## EXERCISE PROMPT
The response must consist of all the records, retyped exactly.

= Beginning of Section =

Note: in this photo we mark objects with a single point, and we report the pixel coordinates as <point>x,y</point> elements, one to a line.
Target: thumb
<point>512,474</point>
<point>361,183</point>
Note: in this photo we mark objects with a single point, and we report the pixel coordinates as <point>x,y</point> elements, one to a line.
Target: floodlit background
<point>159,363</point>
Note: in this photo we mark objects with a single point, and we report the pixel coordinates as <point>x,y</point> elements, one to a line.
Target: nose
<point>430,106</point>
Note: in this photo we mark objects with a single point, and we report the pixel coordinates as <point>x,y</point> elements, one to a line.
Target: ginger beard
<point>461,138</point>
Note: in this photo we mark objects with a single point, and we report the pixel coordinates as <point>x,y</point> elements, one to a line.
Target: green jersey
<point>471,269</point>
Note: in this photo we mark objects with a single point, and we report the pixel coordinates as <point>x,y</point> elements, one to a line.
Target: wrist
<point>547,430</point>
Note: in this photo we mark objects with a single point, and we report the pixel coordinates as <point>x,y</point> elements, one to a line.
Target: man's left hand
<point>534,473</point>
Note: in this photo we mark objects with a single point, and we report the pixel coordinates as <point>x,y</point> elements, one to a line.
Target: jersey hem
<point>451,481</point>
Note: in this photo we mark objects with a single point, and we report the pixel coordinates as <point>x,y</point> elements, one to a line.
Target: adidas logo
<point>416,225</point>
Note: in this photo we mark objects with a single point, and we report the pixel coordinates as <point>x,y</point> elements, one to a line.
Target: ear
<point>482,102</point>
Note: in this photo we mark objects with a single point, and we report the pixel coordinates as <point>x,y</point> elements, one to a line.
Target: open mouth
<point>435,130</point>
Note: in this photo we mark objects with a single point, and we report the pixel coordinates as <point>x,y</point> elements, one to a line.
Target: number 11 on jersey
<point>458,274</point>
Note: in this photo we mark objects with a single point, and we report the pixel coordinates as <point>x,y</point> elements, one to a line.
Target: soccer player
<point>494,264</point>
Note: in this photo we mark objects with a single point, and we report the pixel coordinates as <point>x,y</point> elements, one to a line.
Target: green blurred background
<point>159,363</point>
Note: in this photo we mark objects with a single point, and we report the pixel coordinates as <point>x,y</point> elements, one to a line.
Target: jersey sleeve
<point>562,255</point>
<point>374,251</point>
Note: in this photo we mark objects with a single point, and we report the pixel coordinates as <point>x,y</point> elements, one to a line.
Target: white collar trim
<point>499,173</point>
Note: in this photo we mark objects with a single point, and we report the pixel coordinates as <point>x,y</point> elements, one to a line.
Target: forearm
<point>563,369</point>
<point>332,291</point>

= End of Section =

## RESPONSE TO THE TASK
Note: in this photo we mark objects with a single point, and we report the pixel coordinates as <point>x,y</point> elements, one to a line.
Target: thumb
<point>512,474</point>
<point>361,183</point>
Note: in this photo we mark objects with a single point, and we report the pixel coordinates as <point>x,y</point> elements, one to a line.
Target: floodlit background
<point>159,363</point>
Note: in this photo we mark objects with a single point, and we report the pixel coordinates as <point>x,y</point> elements, one to a line.
Target: nose
<point>430,106</point>
Note: in this photo we mark objects with a single point, and we report the pixel coordinates as <point>x,y</point> elements, one to a line.
Target: ginger beard
<point>461,138</point>
Note: in this photo we mark objects with a single point, and we report the pixel coordinates as <point>x,y</point> elements, one to a line.
Target: green jersey
<point>471,269</point>
Note: in this photo we mark objects with a single point, and we report the pixel coordinates as <point>x,y</point> elements, one to a line.
Target: wrist
<point>547,430</point>
Note: in this photo we mark objects with a single point, and we report the pixel coordinates as <point>x,y</point> elements, one to a line.
Target: man's left hand
<point>534,473</point>
Note: in this photo we mark objects with a single point, and we report the pixel coordinates as <point>x,y</point> elements, one to a line.
Target: jersey hem
<point>451,481</point>
Note: in this photo we mark objects with a single point, and we report the pixel coordinates as <point>x,y</point> elements, one to a line.
Target: adidas logo
<point>416,225</point>
Note: in this photo we mark objects with a single point, and we report the pixel coordinates as <point>x,y</point> elements, one to a line.
Target: ear
<point>482,102</point>
Note: in this photo we mark objects with a single point, and we report the pixel coordinates as <point>x,y</point> elements, one to a line.
Target: open mouth
<point>435,130</point>
Note: in this photo we mark objects with a single point, and we report the pixel coordinates as <point>x,y</point> elements, one to a line.
Target: number 11 on jersey
<point>458,274</point>
Note: in this photo we mark objects with a single point, and we report the pixel coordinates as <point>x,y</point> elements, one to a line.
Target: soccer player
<point>494,264</point>
Note: in this photo we mark objects with a single point, and we report the pixel coordinates as <point>x,y</point> elements, one to a line.
Target: green blurred background
<point>159,363</point>
Note: in this photo we mark objects with a single point, and we report the pixel coordinates as <point>x,y</point> elements, one to a line.
Target: jersey sleeve
<point>562,255</point>
<point>374,251</point>
Note: in this photo we mark objects with a single point, and we report the pixel coordinates as <point>x,y</point> elements, one to a line.
Target: white collar trim
<point>499,173</point>
Note: in this photo we mark objects with a single point, and we report the pixel coordinates as <point>x,y</point> elements, one to a line.
Target: forearm
<point>563,369</point>
<point>332,291</point>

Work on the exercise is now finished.